▶ **Passage to read**:
## Start

Wednesday, April 30, 2008

Hard Work leads to Success!

Often we see the result but not the work it took to get there. We see the highlight on SportsCenter but not the hours of practicing the routine plays that lead to that great play. Many athletes have tremendous God-given gifts, but they don't focus on the development of those gifts. Who are these individuals? You've never heard of them- and you never will. It's true in sports and it's true everywhere in life.
Hard work is the difference. Very hard work.

Friday, April 25, 2008

Life Lessons- Live Forever, Die Tomorrow

From John Wooden:
Early on I came to believe that you should learn as if you were going to live forever, and live as if you were going to die tomorrow. What does this mean? In the simplest way, I would explain it like this.
Always be learning, acquiring knowledge, and seeking wisdom with a sense that you are immortal and that you will need much knowledge and wisdom for that long journey ahead. Know that when you are through learning, you are through.
But I want to live life as if I were going to die tomorrow: with relish, immediacy, and the right priorities. I also will not waste even a minute.

## End

▶ **Stored data**:
## Start

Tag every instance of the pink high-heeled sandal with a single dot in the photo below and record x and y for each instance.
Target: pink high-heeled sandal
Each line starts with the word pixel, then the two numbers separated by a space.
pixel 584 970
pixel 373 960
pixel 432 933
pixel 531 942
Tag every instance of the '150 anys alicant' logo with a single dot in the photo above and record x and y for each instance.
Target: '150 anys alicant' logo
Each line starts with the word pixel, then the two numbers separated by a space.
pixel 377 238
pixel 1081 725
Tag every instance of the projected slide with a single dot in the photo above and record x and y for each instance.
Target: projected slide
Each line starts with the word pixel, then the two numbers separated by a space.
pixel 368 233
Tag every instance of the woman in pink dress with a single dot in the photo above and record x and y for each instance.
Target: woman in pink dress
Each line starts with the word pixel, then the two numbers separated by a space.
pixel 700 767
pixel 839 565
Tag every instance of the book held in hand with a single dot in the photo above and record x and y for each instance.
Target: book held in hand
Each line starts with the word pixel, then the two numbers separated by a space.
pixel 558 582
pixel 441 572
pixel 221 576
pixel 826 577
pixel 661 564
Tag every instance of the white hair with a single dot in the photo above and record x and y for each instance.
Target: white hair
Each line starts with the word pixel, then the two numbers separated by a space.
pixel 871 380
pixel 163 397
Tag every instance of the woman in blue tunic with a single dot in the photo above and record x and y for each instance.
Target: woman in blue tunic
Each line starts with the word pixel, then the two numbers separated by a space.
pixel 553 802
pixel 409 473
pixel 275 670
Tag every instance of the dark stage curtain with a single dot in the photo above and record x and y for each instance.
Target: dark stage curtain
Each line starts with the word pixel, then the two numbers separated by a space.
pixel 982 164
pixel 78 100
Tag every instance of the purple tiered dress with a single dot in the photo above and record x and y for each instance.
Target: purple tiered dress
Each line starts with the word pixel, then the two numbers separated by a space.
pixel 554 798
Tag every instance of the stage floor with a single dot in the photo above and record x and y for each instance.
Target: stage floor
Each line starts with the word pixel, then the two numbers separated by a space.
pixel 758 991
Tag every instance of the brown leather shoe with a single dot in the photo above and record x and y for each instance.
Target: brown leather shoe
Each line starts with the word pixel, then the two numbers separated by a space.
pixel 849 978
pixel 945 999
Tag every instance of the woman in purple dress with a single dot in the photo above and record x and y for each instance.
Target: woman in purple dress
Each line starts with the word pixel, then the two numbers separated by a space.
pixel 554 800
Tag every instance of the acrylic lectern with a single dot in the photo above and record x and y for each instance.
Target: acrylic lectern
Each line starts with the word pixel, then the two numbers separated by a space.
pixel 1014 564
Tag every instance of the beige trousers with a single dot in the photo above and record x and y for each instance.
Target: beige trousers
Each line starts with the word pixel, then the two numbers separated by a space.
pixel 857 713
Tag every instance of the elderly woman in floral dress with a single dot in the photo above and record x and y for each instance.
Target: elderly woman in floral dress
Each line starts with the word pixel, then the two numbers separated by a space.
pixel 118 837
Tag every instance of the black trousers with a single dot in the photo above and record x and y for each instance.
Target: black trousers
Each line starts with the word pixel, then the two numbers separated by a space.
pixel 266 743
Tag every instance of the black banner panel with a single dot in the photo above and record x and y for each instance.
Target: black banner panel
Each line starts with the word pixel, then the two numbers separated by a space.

## End

▶ **Task**: Write out the blog passage word for word, from "Hard work is" up to and including "it like this.". The data have no connection to the blog passage.

▶ **Final answer**:
Hard work is the difference. Very hard work.

Friday, April 25, 2008

Life Lessons- Live Forever, Die Tomorrow

From John Wooden:
Early on I came to believe that you should learn as if you were going to live forever, and live as if you were going to die tomorrow. What does this mean? In the simplest way, I would explain it like this.